• **Soal dan Tugas**:
1. Tentukan apakah setiap pernyataan berikut sesuai dengan teks tentang kolintang. Jawab ya atau tidak dan kutip kata-kata teks yang menentukannya. (a) PYC hanya berfokus pada bidang keilmuan dan riset. (b) Kolintang berasal dari Tanah Minahasa di Sulawesi Utara. (c) PYC bekerja sama dengan PINKAN Indonesia.
2. Perpanjang teks tentang kolintang dan PYC, mulai setelah kalimat terakhirnya.

• **Teks**:
International recognition UNESCO untuk kolintang
Namun PYC, demikian imbuh Filda, tidak hanya melulu berkutat di bidang keilmuan dan riset semata. Soalnya, PYC juga menaruh atensi besar pada pengembangan dan pelestarian nilai-nilai ke-Indonesia-an dalam khasanah budaya dan tradisi lokal.
Salah satunya adalah kontribusi PYC ingin bisa menggolkan kolintang yang merupakan instrumen musik ensemble khas asli Tanah Minahasa di Sulawesi Utara di UNESCO sebagai warisan budaya asli Indonesia.
Demi hal itu, PYC lalu menggandeng PINKAN (Persatuan Insan Kolintang Nasional) Indonesia agar grup ensemble musik ini bisa naik pentas di forum internasional.

• **Isi Dataset**:

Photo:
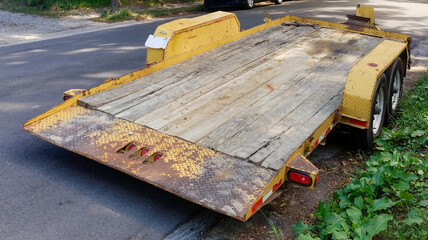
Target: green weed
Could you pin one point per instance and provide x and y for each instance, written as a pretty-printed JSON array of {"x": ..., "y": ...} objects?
[
  {"x": 391, "y": 192},
  {"x": 276, "y": 232},
  {"x": 159, "y": 12}
]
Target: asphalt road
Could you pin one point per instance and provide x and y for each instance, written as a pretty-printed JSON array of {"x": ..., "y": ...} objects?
[{"x": 49, "y": 193}]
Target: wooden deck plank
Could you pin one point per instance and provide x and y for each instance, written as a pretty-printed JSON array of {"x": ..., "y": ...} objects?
[
  {"x": 258, "y": 98},
  {"x": 219, "y": 74},
  {"x": 254, "y": 129},
  {"x": 275, "y": 154},
  {"x": 179, "y": 71},
  {"x": 187, "y": 118}
]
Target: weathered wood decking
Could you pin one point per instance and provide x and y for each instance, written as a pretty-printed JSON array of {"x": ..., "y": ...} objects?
[{"x": 257, "y": 98}]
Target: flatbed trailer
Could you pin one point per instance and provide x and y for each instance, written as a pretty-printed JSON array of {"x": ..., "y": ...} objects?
[{"x": 224, "y": 122}]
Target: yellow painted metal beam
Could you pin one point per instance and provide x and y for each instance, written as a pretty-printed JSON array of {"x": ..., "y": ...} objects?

• **Jawaban per Tugas**:
1.
(a) Tidak: "tidak hanya melulu berkutat di bidang keilmuan dan riset semata"
(b) Ya: "instrumen musik ensemble khas asli Tanah Minahasa di Sulawesi Utara"
(c) Ya: "PYC lalu menggandeng PINKAN (Persatuan Insan Kolintang Nasional) Indonesia"

2.
“Penampilan grup kolintang persembahan PINKAN Indonesia sudah naik pentas di Sydney Opera House, Smithsonian Center di Amerika, New Jersey, PBB, dan Hotel Imperial Tokyo saat perayaan 60 Tahun Hubungan Diplomatik Indonesia-Jepang,” papar Filda.
Ke depan, PINKAN Indonesia yang digawangi Lies Purnomo akan bertolak menuju Paris untuk keperluan yang sama. PINKAN Indonesia ingin manggung naik pentas di Kota Mode di mana Kantor UNESCO itu juga berada.
“Ini biar gaungnya lebih kencang lagi, lantaran lokasi, berdekatan,” kata Filda setengah bergurau. (Berlanjut)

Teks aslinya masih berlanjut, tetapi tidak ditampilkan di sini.